Problems to work on —
a. In the blog post on small multiples, what determines how many multiples appear in each row?
b. Duplicate the part of the blog post on small multiples starting with "This small multiples" and going on through "overall screen width.".

Text segment —
Small multiples repeat the same basic chart, typically with the same axes, to display different slices of a dataset. They are an excellent way of showing rich multi-dimensional data, without becoming a dense mess of lines. They are also one of my favourite charts!

The repetitive nature of small multiples makes them highly suited to rendering with D3. This blog post describes the process of building the following visualisation:

(View the interactive version)

This small multiples visualisation is both interactive; as you mouse-over the closest year is highlighted on all of the charts; and responsive, with the number of multiples per row depending on the overall screen width.

The data for the above chart was taken from an excellent article on Interactive Small Multiples on the Flowing Data website.

A Simple Chart

Small multiples repeat the same chart multiple times, therefore a good starting point for this visualisation is to determine how to render the individual charts. The data from the original article is in tab-delimited format:

"year"	"category"	"n"

Dataset rows —
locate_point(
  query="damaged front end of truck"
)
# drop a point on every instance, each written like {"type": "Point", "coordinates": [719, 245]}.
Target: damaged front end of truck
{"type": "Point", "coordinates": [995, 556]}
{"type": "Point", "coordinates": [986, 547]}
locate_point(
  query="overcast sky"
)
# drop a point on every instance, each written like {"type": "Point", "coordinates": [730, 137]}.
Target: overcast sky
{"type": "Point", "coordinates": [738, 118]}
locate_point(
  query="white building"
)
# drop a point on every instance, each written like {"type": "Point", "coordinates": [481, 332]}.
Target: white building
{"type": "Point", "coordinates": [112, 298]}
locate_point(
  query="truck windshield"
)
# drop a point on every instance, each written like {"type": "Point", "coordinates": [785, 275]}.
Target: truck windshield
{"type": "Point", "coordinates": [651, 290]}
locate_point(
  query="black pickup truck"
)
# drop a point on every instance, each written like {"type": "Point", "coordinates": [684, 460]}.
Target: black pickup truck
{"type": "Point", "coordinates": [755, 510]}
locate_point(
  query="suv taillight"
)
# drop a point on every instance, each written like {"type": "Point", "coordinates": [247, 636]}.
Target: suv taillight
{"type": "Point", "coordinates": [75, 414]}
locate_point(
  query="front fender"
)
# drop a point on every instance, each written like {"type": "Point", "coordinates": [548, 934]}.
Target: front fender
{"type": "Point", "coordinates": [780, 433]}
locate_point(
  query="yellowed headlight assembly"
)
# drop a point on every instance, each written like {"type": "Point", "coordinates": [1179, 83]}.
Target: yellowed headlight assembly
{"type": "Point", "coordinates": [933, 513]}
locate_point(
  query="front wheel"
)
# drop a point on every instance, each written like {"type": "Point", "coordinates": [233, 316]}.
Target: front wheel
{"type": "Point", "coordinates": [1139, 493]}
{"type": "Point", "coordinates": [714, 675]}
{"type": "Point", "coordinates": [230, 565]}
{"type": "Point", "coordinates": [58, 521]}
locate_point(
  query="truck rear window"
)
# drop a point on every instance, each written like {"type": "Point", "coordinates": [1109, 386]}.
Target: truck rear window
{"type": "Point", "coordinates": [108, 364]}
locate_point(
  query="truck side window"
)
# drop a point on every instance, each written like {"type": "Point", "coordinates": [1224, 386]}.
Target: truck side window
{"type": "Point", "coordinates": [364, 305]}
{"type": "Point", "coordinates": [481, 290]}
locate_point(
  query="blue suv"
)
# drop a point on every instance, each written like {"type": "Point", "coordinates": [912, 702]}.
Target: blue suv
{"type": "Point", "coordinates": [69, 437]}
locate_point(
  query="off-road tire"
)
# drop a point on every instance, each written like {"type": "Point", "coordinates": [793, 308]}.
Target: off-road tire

Outputs in order —
a. The overall screen width.

b.
This small multiples visualisation is both interactive; as you mouse-over the closest year is highlighted on all of the charts; and responsive, with the number of multiples per row depending on the overall screen width.